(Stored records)
— Start —

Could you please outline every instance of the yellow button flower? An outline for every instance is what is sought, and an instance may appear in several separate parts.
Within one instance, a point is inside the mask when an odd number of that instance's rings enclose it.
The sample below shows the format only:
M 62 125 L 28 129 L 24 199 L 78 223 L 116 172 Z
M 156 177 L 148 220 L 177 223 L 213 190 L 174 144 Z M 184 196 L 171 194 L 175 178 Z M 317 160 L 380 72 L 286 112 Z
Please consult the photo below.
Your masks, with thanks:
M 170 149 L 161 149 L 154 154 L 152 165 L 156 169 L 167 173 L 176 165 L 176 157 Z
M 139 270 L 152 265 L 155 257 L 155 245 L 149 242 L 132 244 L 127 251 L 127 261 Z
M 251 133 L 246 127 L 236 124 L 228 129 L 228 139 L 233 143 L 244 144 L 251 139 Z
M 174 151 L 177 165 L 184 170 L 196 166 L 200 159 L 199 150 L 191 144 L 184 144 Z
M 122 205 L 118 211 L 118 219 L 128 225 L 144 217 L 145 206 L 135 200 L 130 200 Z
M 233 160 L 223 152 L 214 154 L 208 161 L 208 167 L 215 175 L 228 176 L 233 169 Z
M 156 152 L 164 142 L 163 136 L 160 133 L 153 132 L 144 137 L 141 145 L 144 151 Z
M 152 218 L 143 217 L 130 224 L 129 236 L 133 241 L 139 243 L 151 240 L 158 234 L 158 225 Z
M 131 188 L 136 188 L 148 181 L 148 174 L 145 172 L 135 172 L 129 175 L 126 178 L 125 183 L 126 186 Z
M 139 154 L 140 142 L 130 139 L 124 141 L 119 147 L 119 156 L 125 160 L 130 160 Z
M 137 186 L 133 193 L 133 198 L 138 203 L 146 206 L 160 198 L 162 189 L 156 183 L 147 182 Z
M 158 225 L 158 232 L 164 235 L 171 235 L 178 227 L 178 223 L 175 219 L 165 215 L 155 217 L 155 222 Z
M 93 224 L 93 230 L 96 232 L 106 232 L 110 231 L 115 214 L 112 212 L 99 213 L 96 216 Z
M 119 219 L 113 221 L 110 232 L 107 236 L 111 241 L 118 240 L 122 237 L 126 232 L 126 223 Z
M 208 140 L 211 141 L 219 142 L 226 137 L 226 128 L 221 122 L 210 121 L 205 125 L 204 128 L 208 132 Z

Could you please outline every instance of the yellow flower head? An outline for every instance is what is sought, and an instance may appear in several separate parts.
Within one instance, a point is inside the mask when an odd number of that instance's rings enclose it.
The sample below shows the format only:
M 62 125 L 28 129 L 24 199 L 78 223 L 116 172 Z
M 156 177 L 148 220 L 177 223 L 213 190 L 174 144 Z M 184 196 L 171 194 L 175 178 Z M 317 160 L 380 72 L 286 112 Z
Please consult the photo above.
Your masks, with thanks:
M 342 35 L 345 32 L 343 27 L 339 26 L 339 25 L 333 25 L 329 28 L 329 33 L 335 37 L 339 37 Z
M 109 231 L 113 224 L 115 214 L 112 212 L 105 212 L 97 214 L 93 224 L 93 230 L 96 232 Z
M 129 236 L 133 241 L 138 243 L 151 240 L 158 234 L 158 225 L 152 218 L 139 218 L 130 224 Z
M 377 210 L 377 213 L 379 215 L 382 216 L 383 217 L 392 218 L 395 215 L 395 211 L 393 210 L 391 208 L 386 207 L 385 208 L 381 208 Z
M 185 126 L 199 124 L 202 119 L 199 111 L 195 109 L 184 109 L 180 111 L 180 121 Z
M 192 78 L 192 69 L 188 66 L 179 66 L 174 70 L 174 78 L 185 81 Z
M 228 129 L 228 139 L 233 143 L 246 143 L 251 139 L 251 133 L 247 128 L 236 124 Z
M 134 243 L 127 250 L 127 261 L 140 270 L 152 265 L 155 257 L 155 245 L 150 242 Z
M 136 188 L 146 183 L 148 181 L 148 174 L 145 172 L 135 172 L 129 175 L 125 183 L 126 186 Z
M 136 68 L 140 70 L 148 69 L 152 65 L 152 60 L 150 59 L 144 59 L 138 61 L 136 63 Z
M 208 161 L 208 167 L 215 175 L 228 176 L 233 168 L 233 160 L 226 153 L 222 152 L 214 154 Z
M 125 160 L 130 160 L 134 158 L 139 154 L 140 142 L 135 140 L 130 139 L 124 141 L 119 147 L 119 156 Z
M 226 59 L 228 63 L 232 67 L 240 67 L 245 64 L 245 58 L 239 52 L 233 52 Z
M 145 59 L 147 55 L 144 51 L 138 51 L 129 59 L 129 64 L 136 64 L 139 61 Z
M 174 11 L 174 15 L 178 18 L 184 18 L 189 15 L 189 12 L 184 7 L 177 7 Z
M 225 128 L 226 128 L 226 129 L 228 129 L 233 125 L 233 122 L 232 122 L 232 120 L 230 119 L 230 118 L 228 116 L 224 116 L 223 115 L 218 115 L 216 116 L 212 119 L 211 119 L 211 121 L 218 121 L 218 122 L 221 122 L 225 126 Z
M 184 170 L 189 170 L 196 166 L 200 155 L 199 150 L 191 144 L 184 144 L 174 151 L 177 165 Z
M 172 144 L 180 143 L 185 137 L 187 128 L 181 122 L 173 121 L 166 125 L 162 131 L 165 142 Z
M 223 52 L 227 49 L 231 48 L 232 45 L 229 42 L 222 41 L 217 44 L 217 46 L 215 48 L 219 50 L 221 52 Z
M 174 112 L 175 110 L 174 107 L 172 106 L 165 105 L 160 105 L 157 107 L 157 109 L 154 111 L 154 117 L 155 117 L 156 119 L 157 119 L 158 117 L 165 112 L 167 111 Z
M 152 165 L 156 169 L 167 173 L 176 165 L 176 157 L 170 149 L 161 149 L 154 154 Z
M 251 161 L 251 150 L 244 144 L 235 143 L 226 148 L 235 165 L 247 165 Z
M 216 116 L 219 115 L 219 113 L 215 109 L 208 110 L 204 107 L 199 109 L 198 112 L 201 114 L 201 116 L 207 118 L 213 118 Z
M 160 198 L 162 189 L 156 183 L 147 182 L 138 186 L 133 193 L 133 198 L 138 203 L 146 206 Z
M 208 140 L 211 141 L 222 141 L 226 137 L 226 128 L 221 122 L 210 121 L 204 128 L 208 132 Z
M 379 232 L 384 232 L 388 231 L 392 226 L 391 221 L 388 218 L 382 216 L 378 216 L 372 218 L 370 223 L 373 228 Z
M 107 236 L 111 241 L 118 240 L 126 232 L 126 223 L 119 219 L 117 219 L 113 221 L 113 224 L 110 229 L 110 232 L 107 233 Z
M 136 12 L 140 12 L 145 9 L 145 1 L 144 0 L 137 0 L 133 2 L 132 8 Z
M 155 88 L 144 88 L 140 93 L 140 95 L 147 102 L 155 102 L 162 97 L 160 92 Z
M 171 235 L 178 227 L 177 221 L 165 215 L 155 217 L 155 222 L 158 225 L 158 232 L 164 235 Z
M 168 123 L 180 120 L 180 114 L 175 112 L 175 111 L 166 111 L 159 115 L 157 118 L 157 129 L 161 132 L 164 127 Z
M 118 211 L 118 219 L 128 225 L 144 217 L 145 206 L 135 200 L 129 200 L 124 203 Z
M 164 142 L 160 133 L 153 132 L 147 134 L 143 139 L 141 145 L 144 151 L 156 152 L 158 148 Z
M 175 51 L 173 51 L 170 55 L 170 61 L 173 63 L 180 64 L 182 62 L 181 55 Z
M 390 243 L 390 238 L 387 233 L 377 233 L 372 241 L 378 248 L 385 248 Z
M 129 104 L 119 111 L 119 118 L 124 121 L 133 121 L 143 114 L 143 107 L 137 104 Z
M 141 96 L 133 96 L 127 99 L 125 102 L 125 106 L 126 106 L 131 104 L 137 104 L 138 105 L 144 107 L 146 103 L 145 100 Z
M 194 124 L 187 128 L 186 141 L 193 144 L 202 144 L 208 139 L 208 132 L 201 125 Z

— End —

*Your goal:* Arrange the stretch of the records from the start through the line that contains "M 139 270 L" as a numbered list, omitting any blank lines.

*Completed task:*
1. Could you please outline every instance of the yellow button flower? An outline for every instance is what is sought, and an instance may appear in several separate parts.
2. Within one instance, a point is inside the mask when an odd number of that instance's rings enclose it.
3. The sample below shows the format only:
4. M 62 125 L 28 129 L 24 199 L 78 223 L 116 172 Z
5. M 156 177 L 148 220 L 177 223 L 213 190 L 174 144 Z M 184 196 L 171 194 L 175 178 Z M 317 160 L 380 72 L 286 112 Z
6. Please consult the photo below.
7. Your masks, with thanks:
8. M 170 149 L 161 149 L 154 154 L 152 165 L 156 169 L 167 173 L 176 165 L 176 157 Z
9. M 139 270 L 152 265 L 155 257 L 155 245 L 149 242 L 132 244 L 127 251 L 127 261 Z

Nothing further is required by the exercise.